*Your objective*:
Every line of the data is to be transcribed as it stands.

# # #

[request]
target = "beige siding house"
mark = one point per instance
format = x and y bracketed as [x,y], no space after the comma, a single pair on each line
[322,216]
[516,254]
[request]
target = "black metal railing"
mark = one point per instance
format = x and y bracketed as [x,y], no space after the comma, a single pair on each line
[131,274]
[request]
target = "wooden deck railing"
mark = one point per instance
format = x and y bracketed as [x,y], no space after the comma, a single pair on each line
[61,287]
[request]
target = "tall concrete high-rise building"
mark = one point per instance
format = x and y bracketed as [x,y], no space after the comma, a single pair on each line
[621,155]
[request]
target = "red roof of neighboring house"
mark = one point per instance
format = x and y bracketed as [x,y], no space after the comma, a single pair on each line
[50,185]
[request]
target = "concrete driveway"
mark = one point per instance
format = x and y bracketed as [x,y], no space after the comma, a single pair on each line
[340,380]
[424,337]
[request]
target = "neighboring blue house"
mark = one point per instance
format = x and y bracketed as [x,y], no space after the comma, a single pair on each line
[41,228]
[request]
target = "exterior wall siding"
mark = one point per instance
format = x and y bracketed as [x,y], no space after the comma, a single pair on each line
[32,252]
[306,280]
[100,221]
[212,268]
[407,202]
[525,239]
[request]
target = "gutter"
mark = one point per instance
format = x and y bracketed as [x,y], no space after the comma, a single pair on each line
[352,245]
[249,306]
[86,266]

# # #

*Reply to the task*:
[request]
target = "beige siding house"
mark = one point per instance
format = x and y bracketed as [x,y], no space after the comma, a single pair on each line
[322,216]
[516,254]
[request]
target = "black metal railing"
mark = one point per instance
format = x and y bracketed as [x,y], no space after the comma, a single pair on each line
[131,274]
[request]
target = "wooden deck railing"
mark = one point per instance
format = x and y bracketed as [x,y], no space after the comma, a single pair on each line
[61,287]
[request]
target = "tall concrete high-rise building"
mark = one point per instance
format = x and y bracketed as [x,y], no space after the comma, a single pair on each line
[621,155]
[request]
target = "red roof of neighboring house"
mark = one point per instance
format = x and y bracketed as [x,y], no space after the comma, a single pair on each line
[50,185]
[request]
target = "concrete driveway"
mark = one point per instance
format = x and y bracketed as [x,y], no space after the comma, a single pair on each line
[340,380]
[424,337]
[request]
target = "neighboring blue house"
mark = one point per instance
format = x and y bracketed as [x,y], no space after the comma, a single pair on each line
[41,228]
[request]
target = "exterior wall siding"
mark = one point per instance
format = x and y bracketed as [x,y], no space after the comma, a single pair on each line
[32,252]
[306,280]
[100,221]
[212,268]
[407,202]
[525,239]
[request]
target = "gutter"
mark = one point per instance
format = x and y bracketed as [x,y], no space after the comma, a single pair on each line
[352,245]
[249,306]
[86,266]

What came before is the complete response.